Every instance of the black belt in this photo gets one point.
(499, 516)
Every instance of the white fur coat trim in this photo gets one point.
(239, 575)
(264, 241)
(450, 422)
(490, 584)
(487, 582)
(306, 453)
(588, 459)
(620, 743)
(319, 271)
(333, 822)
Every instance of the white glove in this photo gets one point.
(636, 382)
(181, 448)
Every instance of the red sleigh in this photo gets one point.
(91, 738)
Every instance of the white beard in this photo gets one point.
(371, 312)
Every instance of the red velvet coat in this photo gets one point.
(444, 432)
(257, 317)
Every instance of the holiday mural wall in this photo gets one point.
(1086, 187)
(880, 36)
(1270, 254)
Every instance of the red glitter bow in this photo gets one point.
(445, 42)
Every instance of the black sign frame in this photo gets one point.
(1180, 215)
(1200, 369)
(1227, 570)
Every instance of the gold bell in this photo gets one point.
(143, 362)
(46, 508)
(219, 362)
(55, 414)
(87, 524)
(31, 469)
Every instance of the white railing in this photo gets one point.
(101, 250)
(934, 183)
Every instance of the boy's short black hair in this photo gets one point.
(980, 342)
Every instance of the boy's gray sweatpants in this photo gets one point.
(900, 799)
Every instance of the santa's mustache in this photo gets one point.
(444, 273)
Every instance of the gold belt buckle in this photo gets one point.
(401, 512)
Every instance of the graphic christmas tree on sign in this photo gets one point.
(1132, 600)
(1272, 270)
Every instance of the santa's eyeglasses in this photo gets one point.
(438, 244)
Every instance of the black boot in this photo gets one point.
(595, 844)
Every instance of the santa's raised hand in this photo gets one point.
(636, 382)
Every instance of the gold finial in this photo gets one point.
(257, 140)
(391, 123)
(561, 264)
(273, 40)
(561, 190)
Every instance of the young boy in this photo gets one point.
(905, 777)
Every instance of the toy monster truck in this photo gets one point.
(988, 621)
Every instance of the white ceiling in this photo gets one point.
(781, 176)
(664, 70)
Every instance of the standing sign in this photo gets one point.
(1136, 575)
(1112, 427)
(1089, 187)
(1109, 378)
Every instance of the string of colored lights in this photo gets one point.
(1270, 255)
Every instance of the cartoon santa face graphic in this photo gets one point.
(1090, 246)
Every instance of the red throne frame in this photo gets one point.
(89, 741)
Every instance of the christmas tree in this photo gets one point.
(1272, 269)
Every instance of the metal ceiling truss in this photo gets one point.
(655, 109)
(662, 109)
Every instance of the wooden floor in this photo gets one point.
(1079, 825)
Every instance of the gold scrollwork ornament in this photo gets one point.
++++++++++++++++++++
◆ Task instructions:
After reading the material above, repeat all of it exactly.

◆ Response to the exercise:
Every instance of the black belt in this photo gets one point.
(499, 516)
Every instance of the white fur coat trim in this photo gets one point.
(239, 575)
(264, 241)
(450, 422)
(490, 584)
(487, 582)
(306, 453)
(588, 459)
(620, 743)
(319, 271)
(333, 822)
Every instance of the white glove in this photo gets one point.
(636, 382)
(181, 448)
Every instance of the red sleigh in this photo gets one point.
(91, 738)
Every instance of the white beard in this photo gets one point.
(371, 312)
Every instance of the red velvet coat in this photo gets one point.
(444, 432)
(257, 317)
Every instance of the holiday mural wall in this photo gets one point.
(1086, 187)
(880, 36)
(1270, 254)
Every instance of the red glitter bow in this photo gets one point.
(445, 42)
Every instance of the black sign frame in this photo gets one point.
(1180, 215)
(1200, 369)
(1227, 570)
Every instance of the gold bell in this photo gets one point.
(143, 362)
(46, 508)
(219, 362)
(55, 414)
(87, 524)
(31, 469)
Every instance of the white railing in this photo gets one point.
(101, 250)
(934, 183)
Every instance of the boy's short black hair in this photo gets one point.
(980, 342)
Every instance of the boy's gray sweatpants in this photo gets one point.
(900, 799)
Every instance of the santa's mustache in this photo gets one point.
(444, 273)
Every instance of the gold belt buckle in this photo gets one point.
(401, 512)
Every instance of the graphic christmas tree on sign in this photo gets one point.
(1132, 600)
(1272, 270)
Every instance of the santa's eyeglasses in this photo gets one point.
(438, 244)
Every instance of the black boot in this photo gets one point.
(595, 844)
Every instance of the santa's raised hand in this photo gets one point.
(636, 382)
Every instance of the gold finial in this photo gets one point.
(257, 140)
(391, 123)
(561, 264)
(273, 40)
(561, 190)
Every instance of the young boy in this photo gets one point.
(905, 777)
Every instance of the toy monster truck in this photo gets one point.
(988, 621)
Every instance of the white ceiling in this photo gets one point.
(781, 176)
(664, 70)
Every instance of the standing sign in this photo gets one point.
(1136, 575)
(1112, 427)
(1089, 187)
(1109, 378)
Every instance of the string of colored lights in this photo gets one point.
(1270, 255)
Every instance of the cartoon santa face graphic in this photo gets one point.
(1090, 246)
Every instance of the red throne frame in this photo gets one point.
(89, 741)
Every instance of the christmas tree in this photo gets one point.
(1272, 269)
Every instance of the metal ceiling truss in this photo gets one point.
(655, 109)
(662, 109)
Every instance of the wooden floor in this photo gets one point.
(1079, 825)
Every instance of the gold scrollwork ornament in this photo gets one point.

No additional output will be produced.